Available records:
-- Start --
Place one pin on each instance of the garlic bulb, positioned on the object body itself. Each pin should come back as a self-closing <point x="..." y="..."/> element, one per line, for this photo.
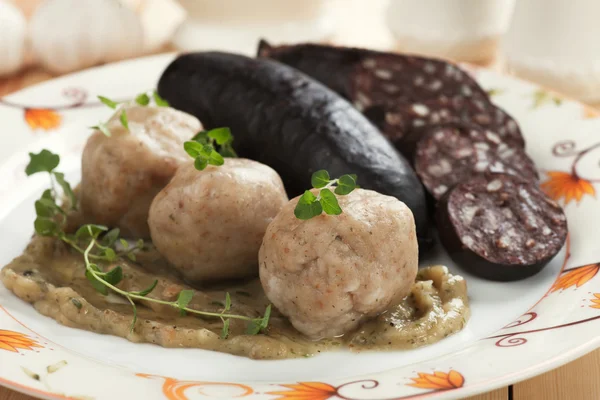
<point x="72" y="34"/>
<point x="12" y="38"/>
<point x="160" y="19"/>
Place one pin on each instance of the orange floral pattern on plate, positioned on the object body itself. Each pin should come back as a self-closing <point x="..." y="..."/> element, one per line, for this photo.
<point x="438" y="380"/>
<point x="306" y="391"/>
<point x="174" y="389"/>
<point x="576" y="277"/>
<point x="42" y="118"/>
<point x="13" y="341"/>
<point x="595" y="301"/>
<point x="563" y="185"/>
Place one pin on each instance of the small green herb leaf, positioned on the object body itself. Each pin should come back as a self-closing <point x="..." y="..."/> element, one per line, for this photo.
<point x="142" y="99"/>
<point x="227" y="151"/>
<point x="97" y="284"/>
<point x="114" y="276"/>
<point x="66" y="187"/>
<point x="159" y="100"/>
<point x="320" y="179"/>
<point x="227" y="302"/>
<point x="148" y="290"/>
<point x="201" y="137"/>
<point x="102" y="128"/>
<point x="109" y="254"/>
<point x="266" y="317"/>
<point x="111" y="237"/>
<point x="329" y="202"/>
<point x="193" y="148"/>
<point x="346" y="184"/>
<point x="184" y="298"/>
<point x="124" y="120"/>
<point x="200" y="163"/>
<point x="44" y="161"/>
<point x="308" y="206"/>
<point x="108" y="102"/>
<point x="225" y="330"/>
<point x="221" y="135"/>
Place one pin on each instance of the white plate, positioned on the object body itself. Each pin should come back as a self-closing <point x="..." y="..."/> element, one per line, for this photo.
<point x="517" y="330"/>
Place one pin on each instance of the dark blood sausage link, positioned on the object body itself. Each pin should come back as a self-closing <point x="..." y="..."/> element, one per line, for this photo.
<point x="447" y="155"/>
<point x="408" y="120"/>
<point x="282" y="118"/>
<point x="368" y="77"/>
<point x="500" y="227"/>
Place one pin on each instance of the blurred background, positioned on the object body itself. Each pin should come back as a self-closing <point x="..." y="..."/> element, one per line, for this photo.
<point x="552" y="42"/>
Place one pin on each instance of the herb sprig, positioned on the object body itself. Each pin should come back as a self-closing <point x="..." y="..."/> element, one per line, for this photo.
<point x="99" y="244"/>
<point x="310" y="206"/>
<point x="203" y="147"/>
<point x="142" y="99"/>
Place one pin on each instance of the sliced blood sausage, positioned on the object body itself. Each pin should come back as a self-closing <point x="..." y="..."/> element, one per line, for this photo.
<point x="283" y="118"/>
<point x="403" y="122"/>
<point x="500" y="227"/>
<point x="449" y="154"/>
<point x="368" y="77"/>
<point x="398" y="93"/>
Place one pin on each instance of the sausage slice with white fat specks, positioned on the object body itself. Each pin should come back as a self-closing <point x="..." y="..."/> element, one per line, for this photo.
<point x="500" y="227"/>
<point x="449" y="154"/>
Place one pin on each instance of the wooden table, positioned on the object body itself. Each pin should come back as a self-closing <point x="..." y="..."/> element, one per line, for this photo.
<point x="578" y="380"/>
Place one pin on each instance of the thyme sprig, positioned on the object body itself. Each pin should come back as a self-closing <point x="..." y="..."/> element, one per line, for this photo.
<point x="99" y="244"/>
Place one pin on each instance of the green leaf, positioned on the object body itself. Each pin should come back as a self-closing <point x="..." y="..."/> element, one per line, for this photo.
<point x="159" y="100"/>
<point x="308" y="206"/>
<point x="66" y="187"/>
<point x="111" y="237"/>
<point x="114" y="276"/>
<point x="184" y="298"/>
<point x="44" y="161"/>
<point x="215" y="158"/>
<point x="96" y="284"/>
<point x="90" y="230"/>
<point x="109" y="254"/>
<point x="124" y="120"/>
<point x="102" y="128"/>
<point x="265" y="321"/>
<point x="45" y="226"/>
<point x="108" y="102"/>
<point x="329" y="202"/>
<point x="134" y="320"/>
<point x="200" y="163"/>
<point x="225" y="330"/>
<point x="148" y="290"/>
<point x="201" y="137"/>
<point x="346" y="184"/>
<point x="221" y="135"/>
<point x="142" y="99"/>
<point x="194" y="149"/>
<point x="47" y="195"/>
<point x="320" y="179"/>
<point x="227" y="302"/>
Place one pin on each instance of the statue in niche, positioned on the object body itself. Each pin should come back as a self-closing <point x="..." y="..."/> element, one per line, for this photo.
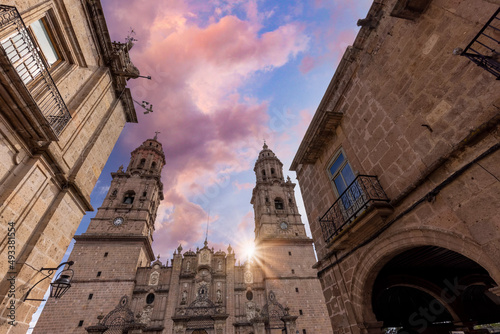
<point x="251" y="311"/>
<point x="153" y="279"/>
<point x="184" y="297"/>
<point x="145" y="315"/>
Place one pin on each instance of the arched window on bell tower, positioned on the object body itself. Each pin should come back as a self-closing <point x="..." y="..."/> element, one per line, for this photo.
<point x="278" y="204"/>
<point x="129" y="196"/>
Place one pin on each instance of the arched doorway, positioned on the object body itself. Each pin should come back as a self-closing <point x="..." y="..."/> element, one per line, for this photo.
<point x="433" y="290"/>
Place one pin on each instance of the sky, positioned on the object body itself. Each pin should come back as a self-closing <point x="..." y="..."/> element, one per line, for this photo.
<point x="226" y="75"/>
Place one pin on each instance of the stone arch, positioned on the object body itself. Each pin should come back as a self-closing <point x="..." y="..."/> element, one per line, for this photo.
<point x="374" y="257"/>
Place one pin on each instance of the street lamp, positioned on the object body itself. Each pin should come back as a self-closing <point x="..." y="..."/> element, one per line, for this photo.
<point x="59" y="287"/>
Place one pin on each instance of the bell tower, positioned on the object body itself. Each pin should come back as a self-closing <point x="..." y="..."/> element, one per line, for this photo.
<point x="273" y="199"/>
<point x="134" y="195"/>
<point x="116" y="243"/>
<point x="282" y="249"/>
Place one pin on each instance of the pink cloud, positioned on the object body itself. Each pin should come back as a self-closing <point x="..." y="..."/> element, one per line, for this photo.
<point x="208" y="128"/>
<point x="241" y="186"/>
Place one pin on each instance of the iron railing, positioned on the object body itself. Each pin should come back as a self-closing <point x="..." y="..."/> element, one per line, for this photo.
<point x="24" y="54"/>
<point x="364" y="190"/>
<point x="484" y="49"/>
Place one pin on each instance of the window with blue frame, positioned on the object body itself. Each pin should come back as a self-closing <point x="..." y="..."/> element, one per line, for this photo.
<point x="342" y="177"/>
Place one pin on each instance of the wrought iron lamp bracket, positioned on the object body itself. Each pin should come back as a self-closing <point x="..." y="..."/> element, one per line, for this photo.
<point x="50" y="272"/>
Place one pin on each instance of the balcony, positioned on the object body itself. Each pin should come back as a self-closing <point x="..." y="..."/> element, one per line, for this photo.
<point x="21" y="52"/>
<point x="484" y="48"/>
<point x="363" y="193"/>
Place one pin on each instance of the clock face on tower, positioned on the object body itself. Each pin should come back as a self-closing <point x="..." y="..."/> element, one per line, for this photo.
<point x="118" y="221"/>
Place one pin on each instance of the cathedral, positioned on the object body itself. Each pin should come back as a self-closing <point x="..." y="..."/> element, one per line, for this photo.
<point x="120" y="287"/>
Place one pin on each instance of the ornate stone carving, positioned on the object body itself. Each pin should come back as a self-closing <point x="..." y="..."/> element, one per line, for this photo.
<point x="145" y="315"/>
<point x="154" y="278"/>
<point x="248" y="277"/>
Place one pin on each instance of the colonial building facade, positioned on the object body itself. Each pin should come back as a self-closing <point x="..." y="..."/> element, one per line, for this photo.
<point x="63" y="104"/>
<point x="400" y="171"/>
<point x="118" y="287"/>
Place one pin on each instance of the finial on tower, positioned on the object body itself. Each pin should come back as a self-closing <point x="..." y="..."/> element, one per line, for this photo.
<point x="206" y="233"/>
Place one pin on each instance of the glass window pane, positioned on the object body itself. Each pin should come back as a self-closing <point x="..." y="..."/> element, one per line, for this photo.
<point x="340" y="184"/>
<point x="44" y="42"/>
<point x="348" y="174"/>
<point x="336" y="165"/>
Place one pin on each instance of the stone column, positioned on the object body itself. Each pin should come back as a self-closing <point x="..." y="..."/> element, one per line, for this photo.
<point x="373" y="327"/>
<point x="290" y="325"/>
<point x="173" y="295"/>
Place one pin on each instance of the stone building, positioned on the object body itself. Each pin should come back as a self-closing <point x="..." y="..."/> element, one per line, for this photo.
<point x="400" y="171"/>
<point x="202" y="291"/>
<point x="63" y="104"/>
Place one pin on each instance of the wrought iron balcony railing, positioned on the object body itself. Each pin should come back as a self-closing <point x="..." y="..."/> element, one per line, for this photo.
<point x="24" y="54"/>
<point x="484" y="49"/>
<point x="363" y="191"/>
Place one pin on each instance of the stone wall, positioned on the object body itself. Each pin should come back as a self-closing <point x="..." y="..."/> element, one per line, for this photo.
<point x="45" y="185"/>
<point x="425" y="122"/>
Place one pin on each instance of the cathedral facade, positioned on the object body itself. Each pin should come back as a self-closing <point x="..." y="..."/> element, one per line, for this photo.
<point x="119" y="286"/>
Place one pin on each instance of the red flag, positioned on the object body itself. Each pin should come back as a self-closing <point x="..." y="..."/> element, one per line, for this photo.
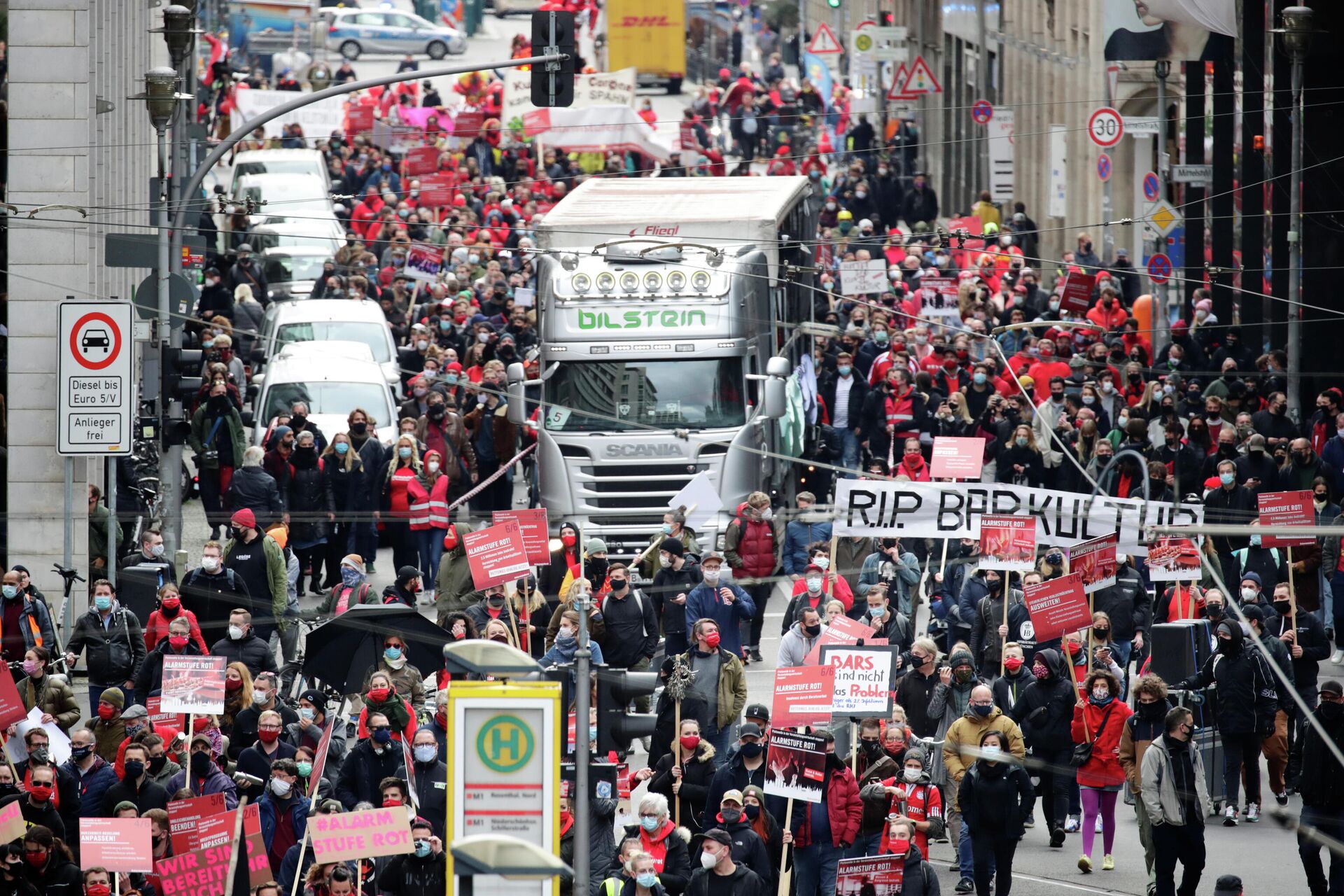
<point x="218" y="50"/>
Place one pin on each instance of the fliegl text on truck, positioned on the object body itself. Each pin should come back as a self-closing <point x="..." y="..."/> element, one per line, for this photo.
<point x="668" y="317"/>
-- End --
Stated task: Could you rewrite the stretch from the line containing "Place one pin on each instance of the red" through the end of the items, changing "red flag" to "blue flag" and keeping everything else the same? Leave the pictures out.

Solution for this task:
Place one pin on each instance of the blue flag, positioned on the object body itself. Each pin should come back as a self-closing <point x="..." y="..."/> element, one per line, for this photo.
<point x="218" y="50"/>
Place one pin on each instance of the fliegl text on truck, positioned on the object body itself. Each pin should come back as a self-closing <point x="..." y="..."/> element, one per line, for this photo.
<point x="668" y="317"/>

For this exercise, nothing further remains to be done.